*Short task*.
Present the lines from the start of the rows through the line containing "(1227, 798)" as a Markdown table with the columns Line No. and Text, leaving out any blank lines.

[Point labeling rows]
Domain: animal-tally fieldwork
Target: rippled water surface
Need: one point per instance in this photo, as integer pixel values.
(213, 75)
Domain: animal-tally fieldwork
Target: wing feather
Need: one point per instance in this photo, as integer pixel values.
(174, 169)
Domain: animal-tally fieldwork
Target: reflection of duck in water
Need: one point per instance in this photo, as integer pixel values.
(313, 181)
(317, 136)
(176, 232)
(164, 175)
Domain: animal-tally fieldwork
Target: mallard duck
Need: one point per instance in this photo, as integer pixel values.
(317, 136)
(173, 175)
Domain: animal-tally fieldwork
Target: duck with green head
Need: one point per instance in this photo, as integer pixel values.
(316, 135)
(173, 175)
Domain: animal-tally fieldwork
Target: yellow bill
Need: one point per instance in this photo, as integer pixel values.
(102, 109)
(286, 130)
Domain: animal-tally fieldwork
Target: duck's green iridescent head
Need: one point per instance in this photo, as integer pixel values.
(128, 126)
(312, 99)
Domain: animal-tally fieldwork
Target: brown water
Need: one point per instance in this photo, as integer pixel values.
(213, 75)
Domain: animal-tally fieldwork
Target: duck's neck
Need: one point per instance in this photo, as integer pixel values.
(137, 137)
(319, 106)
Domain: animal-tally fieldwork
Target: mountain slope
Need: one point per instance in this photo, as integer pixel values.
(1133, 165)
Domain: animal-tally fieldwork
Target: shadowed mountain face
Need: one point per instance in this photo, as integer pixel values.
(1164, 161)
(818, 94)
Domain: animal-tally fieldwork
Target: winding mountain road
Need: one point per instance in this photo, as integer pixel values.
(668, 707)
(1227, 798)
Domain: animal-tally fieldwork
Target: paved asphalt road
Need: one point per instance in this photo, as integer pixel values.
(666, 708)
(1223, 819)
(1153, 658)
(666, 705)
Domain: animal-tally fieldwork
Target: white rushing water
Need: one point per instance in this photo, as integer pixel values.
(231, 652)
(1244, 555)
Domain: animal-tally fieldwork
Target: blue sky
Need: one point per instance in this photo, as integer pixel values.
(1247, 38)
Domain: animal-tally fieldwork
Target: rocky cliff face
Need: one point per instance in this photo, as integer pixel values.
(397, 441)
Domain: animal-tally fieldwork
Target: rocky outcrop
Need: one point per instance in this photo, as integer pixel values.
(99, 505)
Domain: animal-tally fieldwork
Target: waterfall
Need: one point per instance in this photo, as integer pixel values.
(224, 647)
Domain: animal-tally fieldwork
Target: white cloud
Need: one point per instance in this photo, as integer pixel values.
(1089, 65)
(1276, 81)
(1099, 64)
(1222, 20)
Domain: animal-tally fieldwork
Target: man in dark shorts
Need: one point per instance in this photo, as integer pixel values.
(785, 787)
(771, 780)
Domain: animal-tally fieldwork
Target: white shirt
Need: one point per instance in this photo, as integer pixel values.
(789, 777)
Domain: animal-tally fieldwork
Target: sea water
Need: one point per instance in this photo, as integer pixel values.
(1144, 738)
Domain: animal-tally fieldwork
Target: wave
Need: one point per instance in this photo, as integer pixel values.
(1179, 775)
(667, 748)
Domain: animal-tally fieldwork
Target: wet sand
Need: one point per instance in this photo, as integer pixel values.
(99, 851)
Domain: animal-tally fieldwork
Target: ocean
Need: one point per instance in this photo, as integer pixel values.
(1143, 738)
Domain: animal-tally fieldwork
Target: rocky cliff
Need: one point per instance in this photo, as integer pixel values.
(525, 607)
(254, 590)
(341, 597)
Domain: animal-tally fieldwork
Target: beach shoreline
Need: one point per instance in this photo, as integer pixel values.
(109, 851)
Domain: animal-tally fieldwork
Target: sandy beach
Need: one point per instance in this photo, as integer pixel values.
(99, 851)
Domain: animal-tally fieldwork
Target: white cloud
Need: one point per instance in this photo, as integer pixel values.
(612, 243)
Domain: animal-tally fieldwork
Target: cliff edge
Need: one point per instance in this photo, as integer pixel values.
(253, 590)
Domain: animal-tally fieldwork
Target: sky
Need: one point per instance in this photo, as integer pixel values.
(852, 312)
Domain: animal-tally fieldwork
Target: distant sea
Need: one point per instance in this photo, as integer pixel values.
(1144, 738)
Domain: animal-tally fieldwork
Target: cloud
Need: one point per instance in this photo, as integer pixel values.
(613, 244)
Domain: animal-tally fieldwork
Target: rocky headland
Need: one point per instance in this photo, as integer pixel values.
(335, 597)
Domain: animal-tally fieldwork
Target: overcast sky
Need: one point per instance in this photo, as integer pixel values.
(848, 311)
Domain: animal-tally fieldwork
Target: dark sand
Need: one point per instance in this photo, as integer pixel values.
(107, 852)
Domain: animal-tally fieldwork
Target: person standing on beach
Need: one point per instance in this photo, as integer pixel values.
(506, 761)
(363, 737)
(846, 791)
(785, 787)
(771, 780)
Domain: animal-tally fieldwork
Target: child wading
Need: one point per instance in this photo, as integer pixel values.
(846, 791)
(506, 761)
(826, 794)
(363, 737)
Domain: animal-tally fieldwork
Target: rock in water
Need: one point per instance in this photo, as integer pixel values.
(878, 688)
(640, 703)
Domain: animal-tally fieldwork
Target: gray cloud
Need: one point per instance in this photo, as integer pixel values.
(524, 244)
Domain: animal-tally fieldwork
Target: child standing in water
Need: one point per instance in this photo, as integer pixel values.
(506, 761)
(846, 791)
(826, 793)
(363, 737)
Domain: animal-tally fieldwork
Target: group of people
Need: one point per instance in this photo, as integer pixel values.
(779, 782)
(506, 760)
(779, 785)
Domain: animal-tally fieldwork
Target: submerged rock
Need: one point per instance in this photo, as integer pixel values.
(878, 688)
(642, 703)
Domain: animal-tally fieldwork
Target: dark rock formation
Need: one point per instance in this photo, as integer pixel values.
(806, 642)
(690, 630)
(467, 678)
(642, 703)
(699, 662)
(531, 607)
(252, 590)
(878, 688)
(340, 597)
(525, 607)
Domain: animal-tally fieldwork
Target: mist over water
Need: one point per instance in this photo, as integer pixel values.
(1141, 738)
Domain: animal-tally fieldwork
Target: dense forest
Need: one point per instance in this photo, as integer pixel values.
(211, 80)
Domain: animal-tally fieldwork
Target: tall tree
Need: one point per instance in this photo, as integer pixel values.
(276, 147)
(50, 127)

*Solution to this task*.
| Line No. | Text |
|---|---|
| 1 | Domain: animal-tally fieldwork |
| 2 | Target: rippled water surface |
| 3 | Need: one point per instance in this photo, as integer pixel values. |
| 4 | (213, 75) |
| 5 | Domain: animal-tally fieldwork |
| 6 | Target: wing feather |
| 7 | Need: one point per instance in this photo, as integer pixel values. |
| 8 | (174, 169) |
| 9 | Domain: animal-tally fieldwork |
| 10 | Target: reflection of duck in water |
| 11 | Need: one point per instance in this photo, as integer pixel values. |
| 12 | (313, 181) |
| 13 | (317, 136) |
| 14 | (176, 232) |
| 15 | (164, 175) |
| 16 | Domain: animal-tally fieldwork |
| 17 | Target: mallard duck |
| 18 | Need: one point per instance in this photo, as integer pixel values. |
| 19 | (317, 136) |
| 20 | (173, 175) |
| 21 | Domain: animal-tally fieldwork |
| 22 | Target: duck with green head |
| 23 | Need: one point per instance in this photo, as integer pixel values. |
| 24 | (316, 135) |
| 25 | (173, 175) |
| 26 | Domain: animal-tally fieldwork |
| 27 | Target: yellow bill |
| 28 | Need: one point per instance in this photo, as integer pixel values. |
| 29 | (102, 109) |
| 30 | (286, 130) |
| 31 | Domain: animal-tally fieldwork |
| 32 | Target: duck's green iridescent head |
| 33 | Need: one point per instance in this photo, as integer pixel values. |
| 34 | (128, 126) |
| 35 | (312, 99) |
| 36 | Domain: animal-tally fieldwork |
| 37 | Target: brown water |
| 38 | Need: one point per instance in this photo, as integer pixel values. |
| 39 | (213, 75) |
| 40 | Domain: animal-tally fieldwork |
| 41 | Target: duck's neck |
| 42 | Need: one point per instance in this photo, as integer pixel values. |
| 43 | (137, 137) |
| 44 | (319, 106) |
| 45 | Domain: animal-tally fieldwork |
| 46 | Target: mountain slope |
| 47 | Need: one point per instance in this photo, as integer pixel values. |
| 48 | (1133, 165) |
| 49 | Domain: animal-tally fieldwork |
| 50 | Target: shadowed mountain face |
| 51 | Need: one point per instance in this photo, as integer pixel values. |
| 52 | (1164, 161) |
| 53 | (818, 94) |
| 54 | Domain: animal-tally fieldwork |
| 55 | Target: winding mountain road |
| 56 | Need: one point per instance in this photo, as integer pixel values. |
| 57 | (668, 707) |
| 58 | (1227, 798) |